== Excerpted data ==

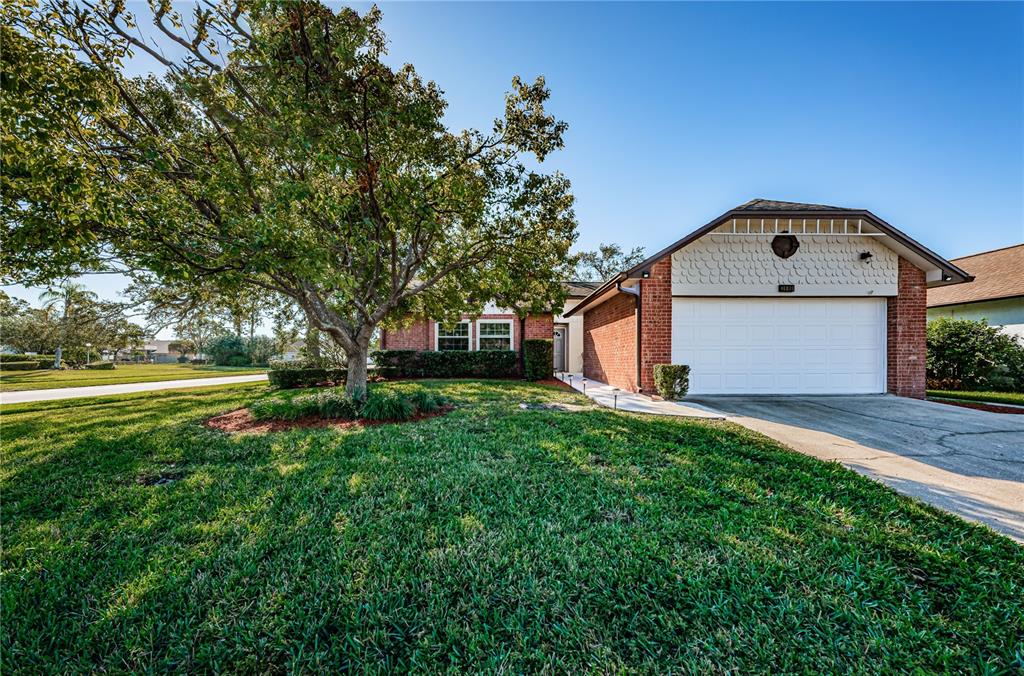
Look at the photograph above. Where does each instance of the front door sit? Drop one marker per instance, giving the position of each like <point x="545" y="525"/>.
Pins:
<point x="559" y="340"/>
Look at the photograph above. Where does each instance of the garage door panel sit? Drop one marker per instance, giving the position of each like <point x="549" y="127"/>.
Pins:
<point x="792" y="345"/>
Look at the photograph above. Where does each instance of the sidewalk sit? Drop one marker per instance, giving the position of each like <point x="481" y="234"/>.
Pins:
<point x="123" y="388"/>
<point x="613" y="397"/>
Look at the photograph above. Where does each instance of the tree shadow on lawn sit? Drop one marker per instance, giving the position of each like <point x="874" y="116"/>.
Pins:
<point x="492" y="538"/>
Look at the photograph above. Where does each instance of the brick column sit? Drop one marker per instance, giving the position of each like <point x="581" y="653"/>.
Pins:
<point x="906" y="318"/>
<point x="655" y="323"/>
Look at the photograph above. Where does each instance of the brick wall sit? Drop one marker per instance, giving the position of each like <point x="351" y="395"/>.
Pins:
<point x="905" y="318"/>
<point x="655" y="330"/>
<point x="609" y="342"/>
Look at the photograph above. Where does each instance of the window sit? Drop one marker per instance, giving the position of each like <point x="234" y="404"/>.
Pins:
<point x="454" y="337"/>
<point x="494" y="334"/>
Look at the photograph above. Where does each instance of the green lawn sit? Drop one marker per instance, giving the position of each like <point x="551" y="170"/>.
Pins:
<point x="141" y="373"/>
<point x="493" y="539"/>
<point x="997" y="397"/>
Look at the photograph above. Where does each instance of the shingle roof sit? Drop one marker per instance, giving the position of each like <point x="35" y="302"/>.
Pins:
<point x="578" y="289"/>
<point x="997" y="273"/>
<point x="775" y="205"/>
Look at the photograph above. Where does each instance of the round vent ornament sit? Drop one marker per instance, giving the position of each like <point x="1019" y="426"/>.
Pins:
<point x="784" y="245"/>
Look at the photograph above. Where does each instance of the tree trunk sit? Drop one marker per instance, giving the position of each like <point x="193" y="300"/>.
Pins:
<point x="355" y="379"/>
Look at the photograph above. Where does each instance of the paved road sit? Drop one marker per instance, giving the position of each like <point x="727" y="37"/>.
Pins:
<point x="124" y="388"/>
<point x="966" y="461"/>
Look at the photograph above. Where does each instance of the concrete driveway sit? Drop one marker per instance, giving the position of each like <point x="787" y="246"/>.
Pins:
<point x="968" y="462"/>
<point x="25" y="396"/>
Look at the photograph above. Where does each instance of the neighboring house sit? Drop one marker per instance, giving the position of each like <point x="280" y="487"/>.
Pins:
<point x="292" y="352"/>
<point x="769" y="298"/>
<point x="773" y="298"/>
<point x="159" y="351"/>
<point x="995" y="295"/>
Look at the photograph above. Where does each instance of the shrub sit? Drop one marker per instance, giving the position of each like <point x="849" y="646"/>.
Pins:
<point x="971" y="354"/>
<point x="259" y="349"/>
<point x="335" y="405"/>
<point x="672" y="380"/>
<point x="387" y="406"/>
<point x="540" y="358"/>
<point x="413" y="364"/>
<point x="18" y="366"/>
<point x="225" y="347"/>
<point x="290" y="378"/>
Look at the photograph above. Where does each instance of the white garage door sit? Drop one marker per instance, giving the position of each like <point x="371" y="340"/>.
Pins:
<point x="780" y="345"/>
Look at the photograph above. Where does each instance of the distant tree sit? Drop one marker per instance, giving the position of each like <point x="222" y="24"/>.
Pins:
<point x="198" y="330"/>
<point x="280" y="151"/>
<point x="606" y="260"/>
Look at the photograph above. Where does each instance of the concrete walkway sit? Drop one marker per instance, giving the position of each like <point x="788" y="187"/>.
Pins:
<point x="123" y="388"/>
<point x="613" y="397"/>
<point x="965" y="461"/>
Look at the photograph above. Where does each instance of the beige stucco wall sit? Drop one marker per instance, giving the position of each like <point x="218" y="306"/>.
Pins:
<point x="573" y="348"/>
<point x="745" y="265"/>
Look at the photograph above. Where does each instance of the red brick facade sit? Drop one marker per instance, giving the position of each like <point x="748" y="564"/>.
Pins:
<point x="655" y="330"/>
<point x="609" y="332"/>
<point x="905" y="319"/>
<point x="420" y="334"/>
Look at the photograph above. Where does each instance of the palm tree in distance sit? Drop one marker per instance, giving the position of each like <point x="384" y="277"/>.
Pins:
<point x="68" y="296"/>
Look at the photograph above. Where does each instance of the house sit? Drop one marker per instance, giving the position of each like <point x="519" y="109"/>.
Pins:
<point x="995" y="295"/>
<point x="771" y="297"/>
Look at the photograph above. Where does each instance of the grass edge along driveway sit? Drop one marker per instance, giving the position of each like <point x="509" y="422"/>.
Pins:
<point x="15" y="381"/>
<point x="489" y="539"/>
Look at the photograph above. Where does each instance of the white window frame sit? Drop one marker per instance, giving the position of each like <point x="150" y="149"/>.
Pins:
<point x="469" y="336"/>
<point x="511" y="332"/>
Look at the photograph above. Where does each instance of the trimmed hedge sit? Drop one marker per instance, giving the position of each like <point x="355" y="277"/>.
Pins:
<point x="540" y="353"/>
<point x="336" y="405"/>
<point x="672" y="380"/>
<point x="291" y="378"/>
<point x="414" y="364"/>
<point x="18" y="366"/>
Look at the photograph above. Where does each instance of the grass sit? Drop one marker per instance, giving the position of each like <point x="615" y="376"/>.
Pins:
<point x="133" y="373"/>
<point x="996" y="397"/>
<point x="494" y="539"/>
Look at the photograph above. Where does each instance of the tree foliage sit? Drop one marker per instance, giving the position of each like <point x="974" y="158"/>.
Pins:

===

### Work to be completed
Please write out, exactly as they appear above, only the lines in the stretch from the line with "the white garage" through the line with "the grass edge".

### The answer
Look at the photograph above. Where does each instance of the white garage door sit? Drop one marker per instance, giving the position of each like <point x="371" y="340"/>.
Pins:
<point x="780" y="345"/>
Look at the photograph above. Where does each instance of the distant tree sit? Drop one marker per instance, giving the position of each like <point x="222" y="24"/>.
Pins:
<point x="198" y="330"/>
<point x="280" y="151"/>
<point x="606" y="260"/>
Look at the photograph above. Where does each instance of the concrete walkway sit? Drop one marker per instance, giving the position of each like <point x="788" y="187"/>.
Pins:
<point x="123" y="388"/>
<point x="613" y="397"/>
<point x="965" y="461"/>
Look at the photograph above. Where does each instance of the beige stucco wall sit? Drop one marker per instance, giving the position of each like <point x="218" y="306"/>.
Pins:
<point x="573" y="348"/>
<point x="745" y="265"/>
Look at the photograph above. Where does each instance of the red brick facade sit? Drop one marker per instance, giving the position of each like <point x="748" y="564"/>.
Pins:
<point x="655" y="330"/>
<point x="609" y="332"/>
<point x="905" y="319"/>
<point x="420" y="334"/>
Look at the photograph above. Where does each instance of the palm tree in distance sit? Drop one marker per instance, giving the position of each like <point x="384" y="277"/>.
Pins:
<point x="68" y="296"/>
Look at the photograph above. Where does each instance of the house sit? Drop one marker per instance, giving the position of each like <point x="519" y="109"/>.
Pins:
<point x="995" y="295"/>
<point x="771" y="297"/>
Look at the photograph above. Where does each instance of the grass edge along driveway sit? Drop one marker per instance, giving the position of each like <point x="509" y="422"/>.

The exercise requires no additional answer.